TASK STATEMENT - Output the listing verbatim, leaving out every picture.

DATA EXTRACTS -
══════════════════════════════

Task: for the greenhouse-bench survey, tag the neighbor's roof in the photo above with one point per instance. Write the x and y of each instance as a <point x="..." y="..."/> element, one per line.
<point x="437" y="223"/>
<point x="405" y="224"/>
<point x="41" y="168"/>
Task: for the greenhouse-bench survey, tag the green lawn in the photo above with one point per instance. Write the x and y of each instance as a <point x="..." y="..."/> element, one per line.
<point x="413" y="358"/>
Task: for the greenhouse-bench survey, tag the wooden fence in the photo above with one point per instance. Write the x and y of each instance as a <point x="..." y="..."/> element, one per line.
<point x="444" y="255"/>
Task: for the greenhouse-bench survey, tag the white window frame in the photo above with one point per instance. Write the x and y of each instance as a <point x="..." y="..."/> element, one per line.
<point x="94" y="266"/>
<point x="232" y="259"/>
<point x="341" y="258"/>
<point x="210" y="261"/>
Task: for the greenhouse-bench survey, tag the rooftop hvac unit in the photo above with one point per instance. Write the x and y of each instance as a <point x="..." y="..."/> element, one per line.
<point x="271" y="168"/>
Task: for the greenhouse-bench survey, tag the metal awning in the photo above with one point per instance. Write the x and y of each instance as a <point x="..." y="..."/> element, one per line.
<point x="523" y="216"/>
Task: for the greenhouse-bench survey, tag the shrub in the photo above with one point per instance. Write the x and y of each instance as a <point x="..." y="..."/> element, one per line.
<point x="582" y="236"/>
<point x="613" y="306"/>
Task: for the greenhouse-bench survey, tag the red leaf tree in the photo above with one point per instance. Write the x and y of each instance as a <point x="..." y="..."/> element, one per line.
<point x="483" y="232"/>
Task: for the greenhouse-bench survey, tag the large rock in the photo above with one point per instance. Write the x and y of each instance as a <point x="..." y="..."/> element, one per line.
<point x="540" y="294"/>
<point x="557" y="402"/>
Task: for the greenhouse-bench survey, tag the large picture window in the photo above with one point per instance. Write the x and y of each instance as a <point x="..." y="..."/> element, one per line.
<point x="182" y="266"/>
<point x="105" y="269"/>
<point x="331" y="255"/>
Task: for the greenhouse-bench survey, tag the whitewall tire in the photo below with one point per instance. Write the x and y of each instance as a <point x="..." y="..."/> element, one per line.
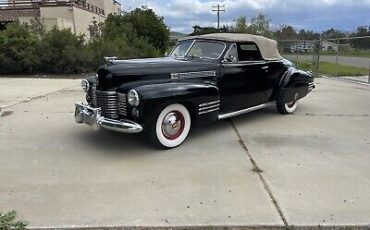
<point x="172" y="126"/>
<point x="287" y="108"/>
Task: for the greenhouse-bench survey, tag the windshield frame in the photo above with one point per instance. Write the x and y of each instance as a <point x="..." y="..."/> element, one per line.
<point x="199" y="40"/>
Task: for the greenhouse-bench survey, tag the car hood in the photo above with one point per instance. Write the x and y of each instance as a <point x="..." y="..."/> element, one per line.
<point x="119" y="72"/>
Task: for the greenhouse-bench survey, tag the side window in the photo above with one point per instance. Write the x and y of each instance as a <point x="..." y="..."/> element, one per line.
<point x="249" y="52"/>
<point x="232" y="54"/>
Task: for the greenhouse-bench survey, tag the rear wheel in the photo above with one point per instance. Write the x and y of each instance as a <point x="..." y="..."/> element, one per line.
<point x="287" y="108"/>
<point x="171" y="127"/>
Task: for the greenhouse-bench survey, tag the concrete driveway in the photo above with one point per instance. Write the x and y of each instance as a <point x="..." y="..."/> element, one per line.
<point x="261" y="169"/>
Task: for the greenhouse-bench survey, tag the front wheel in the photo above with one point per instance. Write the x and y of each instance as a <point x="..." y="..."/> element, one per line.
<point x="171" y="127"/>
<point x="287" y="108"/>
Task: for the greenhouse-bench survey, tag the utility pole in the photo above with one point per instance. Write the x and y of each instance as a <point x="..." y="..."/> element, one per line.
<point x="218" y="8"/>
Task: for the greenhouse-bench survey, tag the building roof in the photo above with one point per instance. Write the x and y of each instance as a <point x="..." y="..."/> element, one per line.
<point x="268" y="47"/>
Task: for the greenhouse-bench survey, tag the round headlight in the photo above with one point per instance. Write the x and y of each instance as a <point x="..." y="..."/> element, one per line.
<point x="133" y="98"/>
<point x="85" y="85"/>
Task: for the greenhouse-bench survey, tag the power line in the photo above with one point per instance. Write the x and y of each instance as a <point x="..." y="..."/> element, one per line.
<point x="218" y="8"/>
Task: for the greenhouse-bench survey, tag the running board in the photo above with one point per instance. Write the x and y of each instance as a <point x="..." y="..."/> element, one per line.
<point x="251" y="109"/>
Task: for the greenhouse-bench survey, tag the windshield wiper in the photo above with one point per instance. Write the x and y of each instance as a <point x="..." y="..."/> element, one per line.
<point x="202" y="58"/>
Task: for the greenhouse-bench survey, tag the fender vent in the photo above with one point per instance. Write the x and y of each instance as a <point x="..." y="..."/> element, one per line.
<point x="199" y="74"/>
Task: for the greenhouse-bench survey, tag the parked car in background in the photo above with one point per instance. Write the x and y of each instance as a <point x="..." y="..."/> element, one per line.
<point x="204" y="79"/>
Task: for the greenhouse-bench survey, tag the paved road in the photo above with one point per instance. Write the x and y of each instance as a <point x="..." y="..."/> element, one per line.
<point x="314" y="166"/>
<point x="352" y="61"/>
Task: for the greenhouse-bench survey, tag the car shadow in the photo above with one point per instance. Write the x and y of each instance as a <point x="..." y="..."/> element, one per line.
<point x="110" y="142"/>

══════════════════════════════

RESULT FOR THIS EXERCISE -
Task: for the greenhouse-bench survey, tag the neighbor's roof in the photo above with one point per instance. Write the x and y of each instance as a <point x="..." y="..."/> element, one per line.
<point x="437" y="223"/>
<point x="405" y="224"/>
<point x="41" y="168"/>
Task: for the greenhouse-bench survey, tag the green lawn in the photo above with one point per instance. Write the x and y of each instance as a <point x="..." y="..."/> element, one per line.
<point x="413" y="358"/>
Task: for the greenhouse-bench survey, tag the wooden fence in the photo above with one point per instance. Write the x and y of each instance as a <point x="..." y="..."/> element, one per line.
<point x="444" y="255"/>
Task: for the greenhouse-bench survey, tag the white window frame in the photo above with one point per instance. Write the x and y of each instance as a <point x="..." y="..."/> element, one per line.
<point x="94" y="266"/>
<point x="232" y="259"/>
<point x="341" y="258"/>
<point x="210" y="261"/>
Task: for the greenhouse-bench survey, tag the rooftop hvac unit in the photo above with one point per instance. Write the x and y of each instance as a <point x="..." y="..."/> element, one per line.
<point x="271" y="168"/>
Task: for the greenhouse-bench survey, tag the metal awning in the photo above with one point per instance. Write the x and y of each instance as a <point x="..." y="..."/> element, one per line.
<point x="523" y="216"/>
Task: for the greenhouse-bench survey, tag the shrub in the photo above with one point per instance. Write the x and y of each instance as a <point x="..." y="..."/> element, one per line.
<point x="582" y="236"/>
<point x="613" y="306"/>
Task: for the greenhouse-bench survey, tag the red leaf tree in the photo above with one point per instance. Write the x and y of each instance as a <point x="..." y="..."/> element, one per line.
<point x="483" y="232"/>
Task: for the greenhouse-bench survey, tag the large rock in the photo above with one point per instance. Write the x and y of each instance as a <point x="..." y="..."/> element, one per line.
<point x="540" y="294"/>
<point x="557" y="402"/>
Task: for the greenhouse-bench survey, tag the large picture window in the photo above with one point per instance. Write the x and y of each instance as a <point x="..." y="..."/> element, one per line.
<point x="182" y="266"/>
<point x="105" y="269"/>
<point x="331" y="255"/>
Task: for the greenhouse-bench survey, tag the whitewall tire in the photo below with one point per instance. Write the x and y of each instance as a <point x="..." y="..."/> element, one per line.
<point x="172" y="126"/>
<point x="287" y="108"/>
Task: for the greenhouse-bench survey, tag the windshield frame in the photo above with one point per instance. Write the x and y of each instance as a <point x="..." y="..."/> element, one per line.
<point x="199" y="40"/>
Task: for the greenhouse-bench survey, tag the car hood in the photo above with one point per instance. Write the x and y of each instance as a <point x="..." y="..."/> element, one per line.
<point x="119" y="72"/>
Task: for the greenhouse-bench survey, tag the side window in the photo above with one point per instance. Write the x and y of each instance as a <point x="..." y="..."/> element, one per line.
<point x="249" y="52"/>
<point x="232" y="54"/>
Task: for the greenhouse-bench survey, tag the rear wheel in the photo above with one point per instance. Write the x and y of each instance as a <point x="..." y="..."/> element, one per line.
<point x="287" y="108"/>
<point x="171" y="127"/>
Task: for the greenhouse-bench survey, tag the concrete driveway in the photo above with one point per instance. Write the x and y of each instance as a <point x="..." y="..."/> element, one per line.
<point x="261" y="169"/>
Task: for the greenhouse-bench survey, tag the front wheel in the photo above with one point per instance. Write the x and y of each instance as a <point x="..." y="..."/> element, one per line.
<point x="171" y="127"/>
<point x="287" y="108"/>
Task: for the greenhouse-bench survey, tag the utility pole in the photo above with one point per instance. Write the x and y of each instance as a <point x="..." y="..."/> element, one per line.
<point x="218" y="8"/>
Task: for the greenhouse-bench survey, tag the building roof in the photo above with one point per instance. Write the x and y of each instance as a <point x="..." y="..."/> element, one per line.
<point x="268" y="47"/>
Task: for the greenhouse-bench survey, tag the round headlight in the photo above with one point per instance. Write the x and y of each instance as a <point x="..." y="..."/> element, one per line.
<point x="133" y="98"/>
<point x="85" y="85"/>
Task: for the greenhouse-bench survey, tag the power line in the photo above with one point per instance. Write the x and y of each instance as a <point x="..." y="..."/> element, one per line.
<point x="218" y="8"/>
Task: for the greenhouse-bench survey, tag the running board in the photo above with one point per instance. Write the x and y of each instance as a <point x="..." y="..."/> element, one per line.
<point x="251" y="109"/>
Task: for the greenhouse-bench survey, tag the windshield wiper in the photo above with one point per instance. Write the x and y of each instance as a <point x="..." y="..."/> element, one per line.
<point x="202" y="58"/>
Task: for the greenhouse-bench survey, tag the fender vent in the photo above with one point per instance. Write the x and y of each instance as a <point x="..." y="..."/> element, one per line.
<point x="199" y="74"/>
Task: for the greenhouse-bench survey, tag the parked car in background in the photo above with one point per instance. Write the x and y of each instance as a <point x="..." y="..."/> element, one per line.
<point x="204" y="79"/>
Task: for the greenhouse-bench survey, tag the paved road in the photo above with one point per instance. Write the x and y of each instance as a <point x="..." y="..."/> element, one per line.
<point x="314" y="166"/>
<point x="352" y="61"/>
Task: for the greenhouse-bench survey, tag the car shadow in the photo above with one point per instance. Write the x and y of each instance as a <point x="..." y="..."/> element, one per line.
<point x="110" y="142"/>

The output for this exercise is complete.